**TO DO:** Each entry below should be retyped exactly, with nothing omitted.

[Referring expression pointing data]

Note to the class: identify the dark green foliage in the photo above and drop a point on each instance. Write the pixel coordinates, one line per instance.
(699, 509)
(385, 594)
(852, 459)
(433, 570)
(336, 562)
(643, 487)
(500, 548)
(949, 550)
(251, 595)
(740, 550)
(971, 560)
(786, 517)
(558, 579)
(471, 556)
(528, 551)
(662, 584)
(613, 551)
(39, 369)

**EXERCISE RESPONSE:**
Note to the class: identify the dark green foliage in the photo above and drop a point on each instance. Write the pixel coordinates, one line per instance.
(699, 509)
(385, 594)
(852, 459)
(433, 570)
(336, 562)
(643, 487)
(500, 548)
(949, 550)
(251, 595)
(740, 550)
(971, 560)
(786, 517)
(558, 579)
(471, 556)
(528, 551)
(662, 584)
(613, 551)
(39, 369)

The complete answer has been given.